*文档片段*
* * *

为了证明亨利·福特确实是《芝加哥论坛报》所说的“无知的理想主义者”,史蒂文森继续从一般知识特别是美国历史知识入手为难汽车大亨。于是,整个国家都了解到,他们的头号工业家不光对1812年的战争为何爆发一无所知(当然,这场战争远在他出生之前),甚至对1898年2月美国战舰缅因号(Maine)在哈瓦那港口被炸沉的事情也只是略有耳闻,而那一年他已经34岁了。后面的问题还揭示出了福特对革命战争的无知,因为他把叛国的将军本尼迪克特·阿诺德(Benedict Arnold)说成了一个作家。然而,尽管亨利·福特在高中级别的历史问题上屡屡犯错,从理发店到餐厅,全美各地各个角落都有人支持这位汽车制造商。对他们来说,亨利·福特在本行业中做得怎么样才是最重要的。正像福特本人所说,如果一个人有能力雇人告诉他本尼迪克特·阿诺德是何许人也,他自己并不一定要知道这一点。

一旦亨利·福特把话题限制在汽车制造,辩护方对他的大肆羞辱将会变得不得体,也不公平。但《芝加哥论坛报》的律师不光是在质问一个汽车制造商。1915~1917年,福特私人雇用的“和平秘书”西奥多·德拉维涅(Theodore Delavigne)撰写了一系列全国闻名的报纸专栏文章批评战备和战争,而福特在这些文章中全都署了名。埃利奥特·史蒂文森很清楚,他是在检验这位自我标榜的公众教育家的资格。法庭上的焦点只是《芝加哥论坛报》把福特称作“无知的理想主义者”是否合适,但史蒂文森的问题却超出了这个范围。

“你想教育美国人民?”辩方律师问。

“我想让他们去思考。”亨利·福特纠正说。

“告诉美国人民在危急时刻如何履行公民的义务?”

“告诉人们他们是怎么被利用的。”

“你知道吗,”史蒂文森想压制住他的对手,“在试图教育别人之前,应该先教育好自己,知道自己在说什么。”

“我也接受了一定的教育。”福特咕哝了一句。这话有些牵强。

* * *

(位置标注数据集摘录)
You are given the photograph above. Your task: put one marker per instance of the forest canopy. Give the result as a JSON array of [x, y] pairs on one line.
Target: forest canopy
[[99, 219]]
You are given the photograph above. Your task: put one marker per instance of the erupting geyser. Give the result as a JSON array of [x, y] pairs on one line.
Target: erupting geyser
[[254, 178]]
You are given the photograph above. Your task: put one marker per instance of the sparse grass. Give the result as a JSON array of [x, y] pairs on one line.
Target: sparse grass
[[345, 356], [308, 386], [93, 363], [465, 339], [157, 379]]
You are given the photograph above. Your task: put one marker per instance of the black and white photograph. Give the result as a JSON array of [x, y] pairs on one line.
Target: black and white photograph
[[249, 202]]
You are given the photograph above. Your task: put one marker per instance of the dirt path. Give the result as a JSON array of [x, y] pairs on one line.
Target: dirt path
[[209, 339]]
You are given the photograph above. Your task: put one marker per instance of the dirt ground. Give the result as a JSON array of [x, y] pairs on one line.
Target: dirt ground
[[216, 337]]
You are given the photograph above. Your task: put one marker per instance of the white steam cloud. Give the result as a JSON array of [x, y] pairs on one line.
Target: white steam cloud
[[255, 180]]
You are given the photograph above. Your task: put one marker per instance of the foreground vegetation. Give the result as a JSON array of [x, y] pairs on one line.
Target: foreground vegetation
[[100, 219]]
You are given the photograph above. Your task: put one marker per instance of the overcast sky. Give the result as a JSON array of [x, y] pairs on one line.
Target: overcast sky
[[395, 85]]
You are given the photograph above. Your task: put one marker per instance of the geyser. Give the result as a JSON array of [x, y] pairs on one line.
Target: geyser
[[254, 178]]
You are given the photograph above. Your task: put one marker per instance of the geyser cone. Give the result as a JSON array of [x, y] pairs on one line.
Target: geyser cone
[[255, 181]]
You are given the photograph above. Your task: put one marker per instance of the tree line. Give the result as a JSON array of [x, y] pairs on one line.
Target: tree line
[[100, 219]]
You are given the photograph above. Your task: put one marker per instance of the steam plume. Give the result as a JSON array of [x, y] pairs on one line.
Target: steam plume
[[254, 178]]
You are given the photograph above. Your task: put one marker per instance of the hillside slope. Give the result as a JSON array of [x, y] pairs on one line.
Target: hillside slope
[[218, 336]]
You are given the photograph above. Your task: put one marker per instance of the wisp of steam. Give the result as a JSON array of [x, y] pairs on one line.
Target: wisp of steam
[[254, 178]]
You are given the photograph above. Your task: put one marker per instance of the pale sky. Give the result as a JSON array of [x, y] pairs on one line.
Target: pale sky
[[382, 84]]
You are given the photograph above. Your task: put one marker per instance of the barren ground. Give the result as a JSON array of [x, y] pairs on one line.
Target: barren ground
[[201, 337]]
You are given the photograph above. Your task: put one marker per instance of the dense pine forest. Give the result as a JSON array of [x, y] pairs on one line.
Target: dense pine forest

* * *

*指令 A*
请原样输出亨利·福特受审这段文字中从“一旦亨利·福特把话题限制在汽”到“文森的问题却超出了这个范围。”的部分。
*指令 B*
列出亨利·福特受审这段文字中提到姓名的所有人物。
*指令 C*
请从亨利·福特受审这段文字的最后一句之后接着往下写。

*回答 A*
一旦亨利·福特把话题限制在汽车制造,辩护方对他的大肆羞辱将会变得不得体,也不公平。但《芝加哥论坛报》的律师不光是在质问一个汽车制造商。1915~1917年,福特私人雇用的“和平秘书”西奥多·德拉维涅(Theodore Delavigne)撰写了一系列全国闻名的报纸专栏文章批评战备和战争,而福特在这些文章中全都署了名。埃利奥特·史蒂文森很清楚,他是在检验这位自我标榜的公众教育家的资格。法庭上的焦点只是《芝加哥论坛报》把福特称作“无知的理想主义者”是否合适,但史蒂文森的问题却超出了这个范围。

*回答 B*
亨利·福特、埃利奥特·史蒂文森、本尼迪克特·阿诺德、西奥多·德拉维涅

*回答 C*
史蒂文森可能击中了福特的要害。作为一个想到哪说到哪的哲学家,福特经常随心所欲地对身边的人发表言论,不管自己的话有多么过分。他明显没有意识到的一点是,在其他人的认识要胜过他的公众问题领域,他的个人直觉和经验无法同真正的知识相对抗。他曾在1916年5月对《芝加哥论坛报》的一名记者说“历史或多或少是废话”,但他错了——一个地位如此之高的人必须要懂历史,否则,他的观点就不会像他的影响力那样拥有牢固的根基。

在克莱门茨山的庭审过程中,美国公众了解了有关T型车创造者的许多事情。福特从没犯过法,除了违章超速。他读文章一般仅限于标题,而且作为一个年收入超过100万美元的人,他对缴纳所得税从无异议。“不管它有多高,”他这样评价税率水平,“我的钱越少,我的麻烦也越少。”如此经典的朴素主义言论让亨利·福特这个大富翁贴近了工人阶级的心,就像他给人留下的另一种有些难堪的印象一样:在作证过程中,辩方频繁地要求他大声朗读一些文件,他每一次都会表示反对,通常会以忘记带“眼镜”为由。这不禁让人怀疑伟大的亨利·福特读不了文件——这也是事实。7月22日,史蒂文森不再兜圈子。

“福特先生,”他胸有成竹地说,“我有些犹豫,但为了对你公平,我应该问你这样一个问题:在那些呈交给你的东西当中,有些你不愿意读,我觉得你已经制造了你无法阅读的印象——你想略过那些文件吗?”

“是的,你可以略过,”福特回答说,“我读东西的速度不快,还患有花粉症,我在阅读方面不太好。”

“你想把这样的印象留在这里吗?”史蒂文森逼问。

“我不想给人留下这种印象,但我阅读速度不快。”福特说。

“你究竟会不会读?”

“我会读。”福特声明。

“你想试一试吗?”

“不,先生。”

“你宁肯给人留下那种印象?”

“我宁肯如此。”福特下了结论。于是这种印象就留下了。

一天接一天,主要由本地农场主组成的陪审团听取了亨利·福特的全部证词。在对阵双方结束了胜负难料的辩论之后,农场主们没花多少时间就得出了结论:《芝加哥论坛报》把亨利·福特称作无政府主义者确实侵害了他的名誉。不管这12位陪审员和全世界的其他人在亨利·福特身上发现了哪些事实,能说明他是一个无知的理想主义者的证据肯定不在其中。不过,法庭把100万美元的赔款额压缩到了象征性的6美分。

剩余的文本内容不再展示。